▶ Written exercise:
Convert the records, from their start through the line containing "[514, 0, 904, 114]" (both ends included), into a two-column CSV with the header input_text,answer. Give one row per record, put each value in a single quoted field with line breaks turned into spaces, and leave the pictures out.

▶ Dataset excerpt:
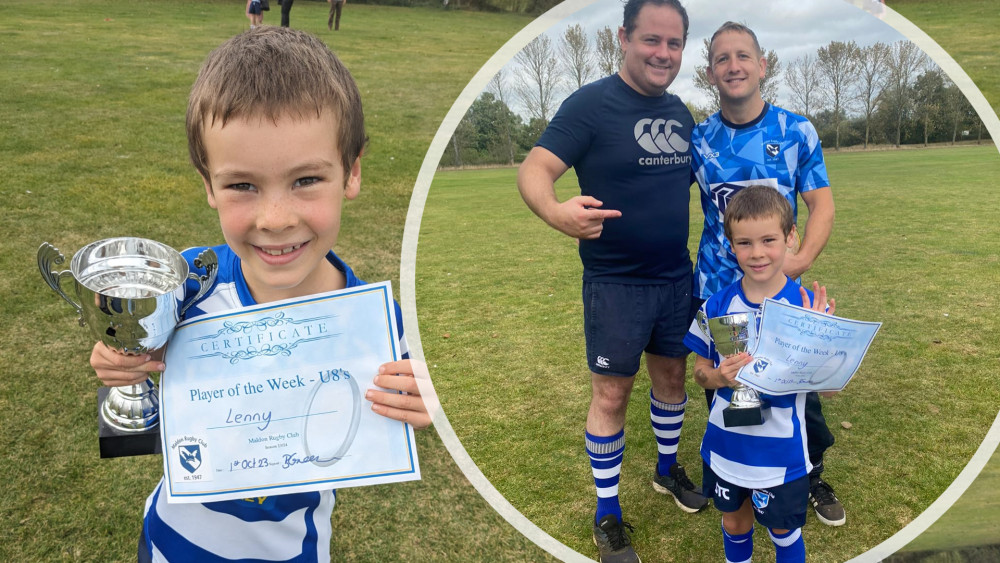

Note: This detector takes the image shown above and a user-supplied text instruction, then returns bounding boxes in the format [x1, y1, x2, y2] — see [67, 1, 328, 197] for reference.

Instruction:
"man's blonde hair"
[708, 21, 764, 66]
[722, 185, 795, 242]
[187, 26, 368, 184]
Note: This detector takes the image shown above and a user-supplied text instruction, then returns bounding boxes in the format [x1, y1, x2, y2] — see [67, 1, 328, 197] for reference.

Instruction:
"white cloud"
[514, 0, 904, 114]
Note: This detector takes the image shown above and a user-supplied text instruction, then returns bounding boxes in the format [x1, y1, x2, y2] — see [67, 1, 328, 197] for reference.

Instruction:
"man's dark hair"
[622, 0, 688, 45]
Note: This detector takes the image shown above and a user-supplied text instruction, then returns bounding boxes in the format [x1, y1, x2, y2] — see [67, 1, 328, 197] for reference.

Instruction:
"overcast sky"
[498, 0, 903, 114]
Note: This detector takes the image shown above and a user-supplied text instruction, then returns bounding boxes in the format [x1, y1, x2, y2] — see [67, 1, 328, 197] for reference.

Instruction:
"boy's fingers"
[378, 360, 413, 378]
[372, 403, 431, 429]
[365, 389, 424, 411]
[372, 375, 420, 396]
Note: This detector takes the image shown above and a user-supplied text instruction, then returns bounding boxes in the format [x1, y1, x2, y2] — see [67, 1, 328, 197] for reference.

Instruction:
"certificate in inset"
[160, 282, 420, 503]
[736, 299, 882, 395]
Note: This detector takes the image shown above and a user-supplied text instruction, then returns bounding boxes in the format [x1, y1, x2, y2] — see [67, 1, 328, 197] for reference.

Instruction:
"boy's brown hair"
[186, 26, 368, 185]
[722, 185, 795, 242]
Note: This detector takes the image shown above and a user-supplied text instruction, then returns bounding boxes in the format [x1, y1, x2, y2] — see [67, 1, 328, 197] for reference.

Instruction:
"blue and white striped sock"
[767, 528, 806, 563]
[649, 390, 687, 475]
[585, 428, 625, 524]
[722, 526, 753, 563]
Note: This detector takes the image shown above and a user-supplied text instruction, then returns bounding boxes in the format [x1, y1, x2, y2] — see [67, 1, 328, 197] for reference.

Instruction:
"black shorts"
[702, 461, 809, 530]
[583, 275, 691, 377]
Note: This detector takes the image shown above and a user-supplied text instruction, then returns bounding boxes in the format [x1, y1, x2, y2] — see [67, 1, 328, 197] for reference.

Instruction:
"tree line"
[439, 24, 988, 166]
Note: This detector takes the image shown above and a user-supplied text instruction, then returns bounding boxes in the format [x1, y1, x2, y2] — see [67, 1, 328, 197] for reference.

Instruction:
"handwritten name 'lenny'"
[226, 409, 271, 432]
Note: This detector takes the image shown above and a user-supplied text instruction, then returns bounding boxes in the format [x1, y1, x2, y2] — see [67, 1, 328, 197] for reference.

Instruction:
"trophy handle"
[180, 248, 219, 319]
[694, 309, 712, 338]
[38, 242, 85, 326]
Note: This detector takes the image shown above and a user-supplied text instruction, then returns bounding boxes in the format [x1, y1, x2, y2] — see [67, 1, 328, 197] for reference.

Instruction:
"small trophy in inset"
[38, 237, 218, 457]
[697, 311, 768, 428]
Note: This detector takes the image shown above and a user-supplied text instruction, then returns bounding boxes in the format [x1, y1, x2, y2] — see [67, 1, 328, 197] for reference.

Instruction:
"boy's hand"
[90, 342, 164, 387]
[719, 352, 753, 385]
[365, 360, 431, 428]
[799, 281, 837, 315]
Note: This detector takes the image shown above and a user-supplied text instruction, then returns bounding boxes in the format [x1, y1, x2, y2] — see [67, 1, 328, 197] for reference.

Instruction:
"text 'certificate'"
[160, 282, 420, 503]
[736, 299, 882, 395]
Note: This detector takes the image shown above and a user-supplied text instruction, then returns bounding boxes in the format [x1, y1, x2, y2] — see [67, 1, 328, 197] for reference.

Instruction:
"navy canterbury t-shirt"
[537, 74, 694, 284]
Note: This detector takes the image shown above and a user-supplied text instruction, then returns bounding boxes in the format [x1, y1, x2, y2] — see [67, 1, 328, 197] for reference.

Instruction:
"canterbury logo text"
[715, 483, 729, 500]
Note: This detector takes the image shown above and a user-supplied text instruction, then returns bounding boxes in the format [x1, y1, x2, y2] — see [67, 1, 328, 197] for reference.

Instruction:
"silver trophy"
[697, 311, 767, 428]
[38, 237, 218, 457]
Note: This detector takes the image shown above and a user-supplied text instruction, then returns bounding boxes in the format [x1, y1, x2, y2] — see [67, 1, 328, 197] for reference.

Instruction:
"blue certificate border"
[160, 281, 417, 498]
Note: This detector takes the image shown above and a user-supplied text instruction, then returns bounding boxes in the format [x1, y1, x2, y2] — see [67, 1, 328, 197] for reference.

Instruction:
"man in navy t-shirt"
[518, 0, 707, 561]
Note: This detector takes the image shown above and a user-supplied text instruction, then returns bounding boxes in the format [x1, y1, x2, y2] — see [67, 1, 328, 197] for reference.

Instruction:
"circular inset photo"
[404, 0, 1000, 563]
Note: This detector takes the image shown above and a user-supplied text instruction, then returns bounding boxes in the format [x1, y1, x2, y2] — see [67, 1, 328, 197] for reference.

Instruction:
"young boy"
[91, 27, 430, 562]
[684, 185, 835, 562]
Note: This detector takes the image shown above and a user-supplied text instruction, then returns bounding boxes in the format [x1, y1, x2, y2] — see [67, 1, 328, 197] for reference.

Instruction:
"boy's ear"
[199, 174, 217, 209]
[344, 156, 361, 199]
[785, 223, 799, 254]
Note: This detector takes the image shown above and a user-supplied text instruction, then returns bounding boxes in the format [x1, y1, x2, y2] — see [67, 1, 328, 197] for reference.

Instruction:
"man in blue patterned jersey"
[518, 0, 707, 562]
[692, 22, 846, 526]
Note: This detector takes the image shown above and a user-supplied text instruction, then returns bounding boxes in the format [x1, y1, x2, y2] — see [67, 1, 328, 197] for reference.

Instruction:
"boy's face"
[706, 31, 767, 102]
[618, 4, 684, 96]
[729, 215, 795, 285]
[204, 112, 361, 303]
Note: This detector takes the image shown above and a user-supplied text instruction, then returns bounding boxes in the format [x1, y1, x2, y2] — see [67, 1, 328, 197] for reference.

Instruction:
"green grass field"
[0, 0, 560, 563]
[417, 145, 1000, 561]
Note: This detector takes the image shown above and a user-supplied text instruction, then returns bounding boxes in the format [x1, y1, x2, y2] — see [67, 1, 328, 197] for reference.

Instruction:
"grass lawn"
[0, 0, 556, 562]
[417, 145, 1000, 561]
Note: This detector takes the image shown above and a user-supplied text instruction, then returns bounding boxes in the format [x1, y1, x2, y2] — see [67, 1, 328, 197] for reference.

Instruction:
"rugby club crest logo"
[177, 444, 201, 473]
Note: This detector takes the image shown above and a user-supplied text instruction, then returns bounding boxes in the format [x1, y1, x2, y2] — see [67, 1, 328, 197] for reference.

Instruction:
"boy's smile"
[730, 216, 795, 303]
[204, 112, 361, 303]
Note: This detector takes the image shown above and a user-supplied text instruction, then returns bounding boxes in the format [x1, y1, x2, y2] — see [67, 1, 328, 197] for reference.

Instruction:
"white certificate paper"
[736, 299, 882, 395]
[160, 282, 420, 503]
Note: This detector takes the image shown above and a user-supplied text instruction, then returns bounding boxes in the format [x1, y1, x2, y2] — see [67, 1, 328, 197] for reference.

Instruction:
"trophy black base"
[97, 387, 162, 458]
[722, 405, 767, 428]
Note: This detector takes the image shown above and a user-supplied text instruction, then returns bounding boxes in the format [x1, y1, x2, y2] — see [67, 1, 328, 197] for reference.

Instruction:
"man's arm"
[517, 147, 622, 239]
[784, 186, 834, 279]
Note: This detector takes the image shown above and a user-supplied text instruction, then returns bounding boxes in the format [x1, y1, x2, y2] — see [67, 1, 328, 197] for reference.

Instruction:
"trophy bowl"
[698, 311, 767, 428]
[38, 237, 218, 452]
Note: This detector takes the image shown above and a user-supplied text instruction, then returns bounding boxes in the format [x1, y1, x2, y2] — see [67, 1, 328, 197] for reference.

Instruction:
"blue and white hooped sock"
[649, 390, 687, 475]
[722, 526, 753, 563]
[767, 528, 806, 563]
[585, 428, 625, 524]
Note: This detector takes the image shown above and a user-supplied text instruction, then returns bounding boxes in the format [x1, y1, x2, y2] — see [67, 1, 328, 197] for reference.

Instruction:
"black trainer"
[653, 463, 708, 514]
[809, 477, 847, 526]
[594, 514, 641, 563]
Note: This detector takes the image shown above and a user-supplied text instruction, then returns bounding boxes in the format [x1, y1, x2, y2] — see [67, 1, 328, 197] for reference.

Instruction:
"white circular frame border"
[399, 0, 1000, 563]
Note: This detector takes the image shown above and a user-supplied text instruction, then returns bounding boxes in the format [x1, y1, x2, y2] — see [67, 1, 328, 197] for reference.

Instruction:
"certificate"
[160, 282, 420, 503]
[736, 299, 882, 395]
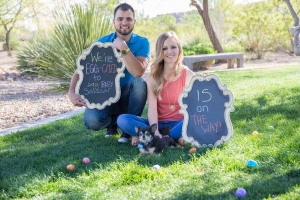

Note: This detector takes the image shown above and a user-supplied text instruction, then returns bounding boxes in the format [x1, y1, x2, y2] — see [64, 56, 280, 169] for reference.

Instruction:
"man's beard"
[115, 27, 134, 36]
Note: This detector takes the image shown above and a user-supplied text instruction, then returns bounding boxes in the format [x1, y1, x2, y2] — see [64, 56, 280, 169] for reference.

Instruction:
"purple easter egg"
[235, 188, 246, 198]
[247, 160, 258, 168]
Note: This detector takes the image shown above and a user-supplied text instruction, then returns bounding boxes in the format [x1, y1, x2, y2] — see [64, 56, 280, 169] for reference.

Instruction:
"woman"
[117, 31, 194, 146]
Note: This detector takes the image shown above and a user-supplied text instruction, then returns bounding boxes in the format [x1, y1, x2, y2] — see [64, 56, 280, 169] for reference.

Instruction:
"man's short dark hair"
[114, 3, 135, 18]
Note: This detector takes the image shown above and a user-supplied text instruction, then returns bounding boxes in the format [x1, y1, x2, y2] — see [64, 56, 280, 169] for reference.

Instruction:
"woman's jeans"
[84, 77, 147, 131]
[117, 114, 183, 140]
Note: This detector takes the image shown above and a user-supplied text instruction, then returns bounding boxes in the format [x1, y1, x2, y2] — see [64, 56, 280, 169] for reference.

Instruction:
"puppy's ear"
[134, 126, 140, 133]
[150, 124, 157, 133]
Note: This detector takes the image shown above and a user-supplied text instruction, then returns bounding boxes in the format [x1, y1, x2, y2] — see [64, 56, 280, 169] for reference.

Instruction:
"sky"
[124, 0, 259, 18]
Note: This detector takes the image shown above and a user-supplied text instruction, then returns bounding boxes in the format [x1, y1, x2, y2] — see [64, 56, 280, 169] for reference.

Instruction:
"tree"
[283, 0, 300, 56]
[0, 0, 32, 55]
[191, 0, 224, 53]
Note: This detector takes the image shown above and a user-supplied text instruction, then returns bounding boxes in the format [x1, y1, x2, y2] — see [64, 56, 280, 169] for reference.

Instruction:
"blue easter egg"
[247, 160, 258, 168]
[235, 188, 246, 198]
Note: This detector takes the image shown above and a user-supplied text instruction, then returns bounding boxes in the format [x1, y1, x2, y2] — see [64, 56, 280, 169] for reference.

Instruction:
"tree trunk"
[191, 0, 227, 63]
[283, 0, 300, 56]
[5, 30, 11, 56]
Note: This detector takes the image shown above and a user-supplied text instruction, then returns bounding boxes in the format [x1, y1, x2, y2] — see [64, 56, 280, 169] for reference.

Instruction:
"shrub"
[2, 40, 20, 51]
[17, 4, 111, 92]
[182, 44, 216, 56]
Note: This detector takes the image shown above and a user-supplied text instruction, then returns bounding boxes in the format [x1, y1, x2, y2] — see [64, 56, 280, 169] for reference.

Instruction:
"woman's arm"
[147, 75, 161, 136]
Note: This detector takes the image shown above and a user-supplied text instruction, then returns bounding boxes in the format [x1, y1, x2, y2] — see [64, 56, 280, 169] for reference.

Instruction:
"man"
[68, 3, 150, 143]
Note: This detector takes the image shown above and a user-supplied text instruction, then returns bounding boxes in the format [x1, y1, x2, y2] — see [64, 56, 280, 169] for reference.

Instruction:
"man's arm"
[113, 37, 149, 77]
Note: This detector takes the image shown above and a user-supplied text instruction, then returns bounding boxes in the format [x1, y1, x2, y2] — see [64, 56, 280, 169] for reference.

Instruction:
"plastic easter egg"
[235, 188, 246, 198]
[252, 131, 259, 136]
[247, 160, 258, 168]
[152, 165, 160, 170]
[189, 147, 197, 154]
[82, 157, 91, 165]
[67, 164, 75, 172]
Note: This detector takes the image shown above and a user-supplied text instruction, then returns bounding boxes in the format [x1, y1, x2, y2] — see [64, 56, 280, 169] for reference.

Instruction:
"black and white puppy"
[135, 124, 179, 155]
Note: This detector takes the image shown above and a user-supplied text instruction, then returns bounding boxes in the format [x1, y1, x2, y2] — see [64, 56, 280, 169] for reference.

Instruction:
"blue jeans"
[84, 77, 147, 131]
[117, 114, 183, 140]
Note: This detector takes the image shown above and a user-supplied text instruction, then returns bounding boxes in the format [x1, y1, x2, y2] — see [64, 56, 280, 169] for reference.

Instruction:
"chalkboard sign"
[179, 75, 234, 147]
[75, 42, 125, 110]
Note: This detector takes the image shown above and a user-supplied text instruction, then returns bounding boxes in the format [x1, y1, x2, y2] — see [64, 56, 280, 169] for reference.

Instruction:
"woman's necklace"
[165, 82, 178, 112]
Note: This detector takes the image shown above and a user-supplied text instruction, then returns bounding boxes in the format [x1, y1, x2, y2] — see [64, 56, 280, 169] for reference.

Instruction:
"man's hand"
[113, 37, 128, 50]
[68, 93, 86, 107]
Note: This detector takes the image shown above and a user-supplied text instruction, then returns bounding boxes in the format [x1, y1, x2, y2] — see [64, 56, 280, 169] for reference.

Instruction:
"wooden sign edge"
[75, 42, 125, 110]
[178, 74, 234, 148]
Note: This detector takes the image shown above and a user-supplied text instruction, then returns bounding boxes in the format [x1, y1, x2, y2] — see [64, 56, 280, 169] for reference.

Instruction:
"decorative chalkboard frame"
[178, 74, 234, 147]
[75, 42, 125, 110]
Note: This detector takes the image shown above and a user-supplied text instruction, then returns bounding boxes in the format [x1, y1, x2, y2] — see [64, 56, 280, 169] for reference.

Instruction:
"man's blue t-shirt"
[98, 32, 150, 88]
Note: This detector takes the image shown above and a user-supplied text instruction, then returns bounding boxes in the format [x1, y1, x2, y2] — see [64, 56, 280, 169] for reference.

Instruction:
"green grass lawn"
[0, 65, 300, 200]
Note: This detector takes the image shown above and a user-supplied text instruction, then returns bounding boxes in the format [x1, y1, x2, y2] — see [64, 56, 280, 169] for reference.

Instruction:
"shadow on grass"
[0, 114, 209, 196]
[169, 169, 300, 200]
[231, 87, 300, 130]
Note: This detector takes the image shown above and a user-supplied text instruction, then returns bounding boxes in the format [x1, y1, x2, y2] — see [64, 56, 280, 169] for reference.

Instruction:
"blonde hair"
[151, 31, 183, 97]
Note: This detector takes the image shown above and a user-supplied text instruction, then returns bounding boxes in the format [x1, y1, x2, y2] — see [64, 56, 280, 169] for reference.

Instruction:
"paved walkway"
[0, 108, 85, 136]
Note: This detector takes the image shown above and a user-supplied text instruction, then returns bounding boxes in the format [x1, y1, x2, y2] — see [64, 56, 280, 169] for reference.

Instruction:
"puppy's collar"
[138, 139, 153, 149]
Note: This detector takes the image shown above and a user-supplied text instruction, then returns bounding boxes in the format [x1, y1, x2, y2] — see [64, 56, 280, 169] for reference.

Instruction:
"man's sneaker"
[105, 124, 118, 138]
[118, 132, 130, 143]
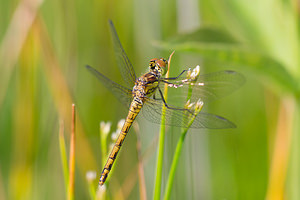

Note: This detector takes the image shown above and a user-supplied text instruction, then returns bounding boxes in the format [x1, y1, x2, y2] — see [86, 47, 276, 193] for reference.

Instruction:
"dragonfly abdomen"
[99, 100, 142, 185]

▶ The completed task:
input_text,answer
"Note: This detector takes the image shown above and a user-supplied text instruction, then returns bounding boxes in the format [x1, y1, x2, y2] — see [67, 1, 328, 197] for reference. Instruction: ""man's blonde hair""","[708, 21, 764, 66] [722, 185, 795, 242] [187, 26, 368, 184]"
"Note: This detector takes the image shown above and a user-supplied text instruction, then returns bounding boxes in the format [x1, y1, x2, y2] — see [67, 1, 328, 197] for reference. Instruction: ""white cloud""","[514, 0, 904, 114]"